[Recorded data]
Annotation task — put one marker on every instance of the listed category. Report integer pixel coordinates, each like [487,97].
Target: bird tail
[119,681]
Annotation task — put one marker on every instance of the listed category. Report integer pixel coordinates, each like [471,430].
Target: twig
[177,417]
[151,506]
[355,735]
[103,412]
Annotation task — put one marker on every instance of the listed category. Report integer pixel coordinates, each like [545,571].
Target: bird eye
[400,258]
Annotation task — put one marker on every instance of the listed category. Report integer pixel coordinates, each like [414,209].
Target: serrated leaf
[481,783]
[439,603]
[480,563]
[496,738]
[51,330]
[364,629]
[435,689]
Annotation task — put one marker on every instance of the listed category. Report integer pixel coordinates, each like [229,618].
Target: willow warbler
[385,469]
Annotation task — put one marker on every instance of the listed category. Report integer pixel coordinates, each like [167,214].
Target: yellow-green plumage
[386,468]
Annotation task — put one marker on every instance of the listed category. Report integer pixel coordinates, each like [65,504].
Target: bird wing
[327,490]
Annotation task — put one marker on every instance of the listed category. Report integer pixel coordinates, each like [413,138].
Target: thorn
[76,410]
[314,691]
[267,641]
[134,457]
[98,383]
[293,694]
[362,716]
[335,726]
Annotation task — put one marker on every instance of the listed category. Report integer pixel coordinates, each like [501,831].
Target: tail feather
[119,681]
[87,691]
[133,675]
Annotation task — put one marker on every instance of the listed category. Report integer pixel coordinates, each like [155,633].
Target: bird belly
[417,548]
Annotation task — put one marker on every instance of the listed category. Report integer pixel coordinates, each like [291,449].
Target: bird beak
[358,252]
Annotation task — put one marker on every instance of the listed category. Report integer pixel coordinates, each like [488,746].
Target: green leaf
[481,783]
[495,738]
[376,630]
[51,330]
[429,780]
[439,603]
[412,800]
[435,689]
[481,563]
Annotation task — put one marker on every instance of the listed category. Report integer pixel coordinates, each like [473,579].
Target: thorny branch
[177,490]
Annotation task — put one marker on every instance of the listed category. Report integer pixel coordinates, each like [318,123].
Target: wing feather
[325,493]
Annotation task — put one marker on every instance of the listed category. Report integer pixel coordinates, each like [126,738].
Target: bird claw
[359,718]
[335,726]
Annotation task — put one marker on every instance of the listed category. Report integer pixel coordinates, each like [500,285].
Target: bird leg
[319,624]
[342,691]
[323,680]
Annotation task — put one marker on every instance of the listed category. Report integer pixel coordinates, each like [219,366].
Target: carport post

Written problem:
Reproduce every record, matching each line exactly.

Complete output:
Annotation task — put one marker on every instance of the listed category. Report integer pixel coordinates, each like [487,97].
Target: bird tail
[119,681]
Annotation task — put one marker on every instance of the listed category. Report integer pixel coordinates, each like [471,430].
Target: twig
[177,417]
[151,506]
[355,735]
[103,412]
Annotation task — put one marker on every instance of the listed category. Report integer pixel coordinates, each like [545,571].
Target: bird eye
[400,258]
Annotation task — put one marker on every instance of the listed category. Report integer pixel coordinates, each like [414,209].
Target: serrated leaf
[481,783]
[439,603]
[480,563]
[496,738]
[51,330]
[364,629]
[435,689]
Annotation task — put one marker on every instance of the listed category. Report integer pixel coordinates, each like [229,618].
Target: willow warbler
[385,469]
Annotation task — put one marker on every instance of the listed category. Report integer pixel coordinates, each like [167,214].
Target: yellow-green plumage
[386,468]
Annotation task — put one marker on every instance of the listed category. Report integer pixel coordinates, each like [65,504].
Target: bird wing
[327,490]
Annotation task — put one marker on every instance of the listed category. Report integer pixel coordinates, each like [413,138].
Target: thorn
[76,410]
[314,691]
[267,641]
[134,457]
[98,383]
[293,694]
[362,716]
[335,726]
Annotation task — put one marker on every instance of the listed category. Report integer pixel coordinates, each like [501,831].
Target: tail feather
[119,681]
[87,691]
[133,675]
Annotation task — put one marker on every instance of the listed category. Report integer pixel coordinates, each like [155,633].
Target: bird belly
[417,548]
Annotation task — put one marker on every instance of the listed category. Report integer pixel coordinates, each like [291,449].
Target: bird beak
[358,252]
Annotation task — put one marker on every instance of the listed category. Report integer pixel coordinates, each like [488,746].
Target: green leaf
[481,783]
[495,738]
[376,630]
[51,330]
[429,780]
[439,603]
[412,800]
[435,689]
[481,563]
Annotation task — put one marker on every instance of the listed category. Report integer pixel coordinates, each like [473,579].
Target: thorny branch
[177,490]
Annotation task — put one marker on every instance of the listed category. Report integer pixel coordinates, each like [318,123].
Target: wing feather
[325,493]
Annotation task — put one marker on every instance of the listed category. Report integer pixel coordinates, each like [126,738].
Target: bird claw
[359,718]
[335,726]
Annotation task — put one marker on every instance of the listed category. Report integer pixel coordinates, each like [500,285].
Target: bird leg
[319,624]
[342,691]
[323,680]
Annotation task — put one marker on every instance of the listed category. Report integer pixel coordinates, each like [219,366].
Target: carport post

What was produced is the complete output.